Can you reproduce, character for character, the stretch of the listing below that starts with the line containing "task=detect input=wall mirror" and ends with the line containing "[1,91,35,96]", including both of those lines, while leaving the pictures out?

* * * *

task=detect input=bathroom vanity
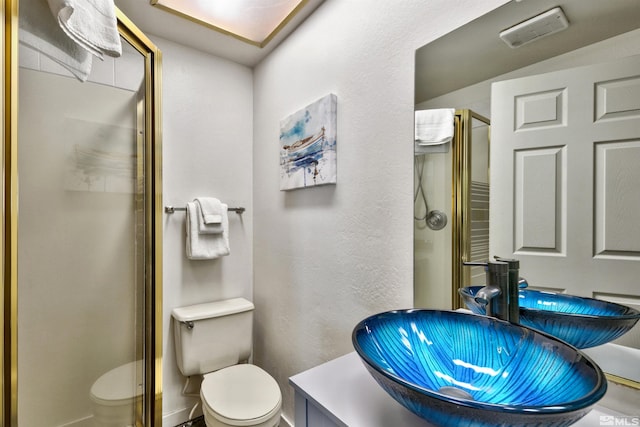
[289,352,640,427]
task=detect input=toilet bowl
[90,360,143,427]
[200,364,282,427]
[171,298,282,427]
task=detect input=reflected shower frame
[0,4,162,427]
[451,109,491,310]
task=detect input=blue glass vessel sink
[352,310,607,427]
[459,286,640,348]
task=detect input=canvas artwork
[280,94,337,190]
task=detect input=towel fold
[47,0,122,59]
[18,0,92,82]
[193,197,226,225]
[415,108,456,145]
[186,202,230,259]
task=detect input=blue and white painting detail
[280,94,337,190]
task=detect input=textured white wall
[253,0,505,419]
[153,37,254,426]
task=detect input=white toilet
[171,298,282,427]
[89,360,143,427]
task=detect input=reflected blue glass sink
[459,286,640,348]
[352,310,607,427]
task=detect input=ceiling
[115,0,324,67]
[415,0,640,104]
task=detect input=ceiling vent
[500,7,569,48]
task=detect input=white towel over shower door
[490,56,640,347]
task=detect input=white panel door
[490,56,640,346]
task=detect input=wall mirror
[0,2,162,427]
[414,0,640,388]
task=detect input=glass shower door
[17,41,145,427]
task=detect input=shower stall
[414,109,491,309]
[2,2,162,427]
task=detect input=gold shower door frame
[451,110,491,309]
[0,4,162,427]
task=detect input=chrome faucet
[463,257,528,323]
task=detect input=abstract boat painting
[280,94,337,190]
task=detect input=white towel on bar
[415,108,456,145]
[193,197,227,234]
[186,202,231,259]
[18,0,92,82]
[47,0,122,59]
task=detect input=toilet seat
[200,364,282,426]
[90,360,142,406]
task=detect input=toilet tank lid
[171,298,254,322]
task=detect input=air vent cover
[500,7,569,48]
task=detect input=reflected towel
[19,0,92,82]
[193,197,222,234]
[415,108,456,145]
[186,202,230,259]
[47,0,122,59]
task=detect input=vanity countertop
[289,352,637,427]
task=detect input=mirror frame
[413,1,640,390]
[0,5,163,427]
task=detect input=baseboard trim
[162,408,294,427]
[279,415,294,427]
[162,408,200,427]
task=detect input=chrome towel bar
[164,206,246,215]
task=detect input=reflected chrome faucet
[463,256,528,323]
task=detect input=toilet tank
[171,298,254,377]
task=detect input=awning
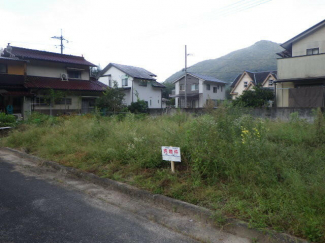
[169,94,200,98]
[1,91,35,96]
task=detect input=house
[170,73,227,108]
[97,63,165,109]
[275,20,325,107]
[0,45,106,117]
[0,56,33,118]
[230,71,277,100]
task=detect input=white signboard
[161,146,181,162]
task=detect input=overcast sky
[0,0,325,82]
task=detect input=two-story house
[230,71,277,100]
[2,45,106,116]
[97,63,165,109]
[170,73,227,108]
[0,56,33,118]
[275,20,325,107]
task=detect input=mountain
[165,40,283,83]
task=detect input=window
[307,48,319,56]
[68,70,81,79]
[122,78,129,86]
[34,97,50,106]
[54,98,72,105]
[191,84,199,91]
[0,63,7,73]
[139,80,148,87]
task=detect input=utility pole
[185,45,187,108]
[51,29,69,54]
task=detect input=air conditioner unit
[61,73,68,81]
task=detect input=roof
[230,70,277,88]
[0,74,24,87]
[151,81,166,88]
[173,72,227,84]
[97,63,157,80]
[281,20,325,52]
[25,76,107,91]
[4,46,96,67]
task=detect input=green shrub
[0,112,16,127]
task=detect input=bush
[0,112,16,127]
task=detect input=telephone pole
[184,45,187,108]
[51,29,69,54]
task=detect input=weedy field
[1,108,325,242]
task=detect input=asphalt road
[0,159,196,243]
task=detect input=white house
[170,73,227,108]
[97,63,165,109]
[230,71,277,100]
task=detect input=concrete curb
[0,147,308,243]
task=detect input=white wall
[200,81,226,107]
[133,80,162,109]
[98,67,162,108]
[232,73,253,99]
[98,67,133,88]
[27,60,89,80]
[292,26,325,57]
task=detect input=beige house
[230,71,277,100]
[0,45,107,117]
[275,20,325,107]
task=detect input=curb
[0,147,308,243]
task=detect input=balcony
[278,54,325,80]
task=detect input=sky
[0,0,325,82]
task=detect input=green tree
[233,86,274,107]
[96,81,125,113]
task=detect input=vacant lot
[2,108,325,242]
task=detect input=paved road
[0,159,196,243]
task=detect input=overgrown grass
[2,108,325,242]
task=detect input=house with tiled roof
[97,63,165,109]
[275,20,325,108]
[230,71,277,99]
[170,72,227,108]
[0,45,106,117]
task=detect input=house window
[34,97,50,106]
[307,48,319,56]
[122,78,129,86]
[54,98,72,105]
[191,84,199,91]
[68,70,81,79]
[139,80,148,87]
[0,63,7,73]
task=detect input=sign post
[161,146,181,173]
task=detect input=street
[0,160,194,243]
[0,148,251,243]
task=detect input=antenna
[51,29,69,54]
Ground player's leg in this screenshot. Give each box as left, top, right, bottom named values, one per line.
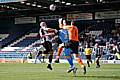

* * * *

__Complete output__:
task=detect input=wall mirror
[0,2,162,427]
[414,0,640,388]
task=detect input=glass shower door
[17,41,145,427]
task=detect input=shower stall
[414,109,491,309]
[2,2,162,427]
task=detect input=gold shower door frame
[451,110,491,309]
[0,4,162,427]
task=detect input=chrome faucet
[463,257,528,323]
task=detect input=abstract boat painting
[280,94,337,190]
task=detect input=white towel on bar
[415,108,456,145]
[193,197,227,234]
[186,202,231,259]
[18,0,92,82]
[47,0,122,59]
task=detect input=toilet seat
[200,364,282,426]
[90,360,142,406]
task=detect input=toilet tank lid
[171,298,254,322]
task=detect input=air vent cover
[500,7,569,48]
task=detect input=reflected towel
[19,0,92,82]
[193,197,222,234]
[415,108,456,145]
[186,202,230,259]
[47,0,122,59]
task=detect input=vanity countertop
[289,352,637,427]
task=detect input=mirror frame
[413,1,640,390]
[0,5,163,427]
task=detect input=baseboard trim
[162,408,294,427]
[279,415,294,427]
[162,408,200,427]
task=detect input=chrome towel bar
[164,206,246,215]
task=detect input=reflected chrome faucet
[463,256,528,323]
task=detect input=toilet tank
[171,298,254,377]
task=detect input=awning
[169,94,200,98]
[1,91,35,96]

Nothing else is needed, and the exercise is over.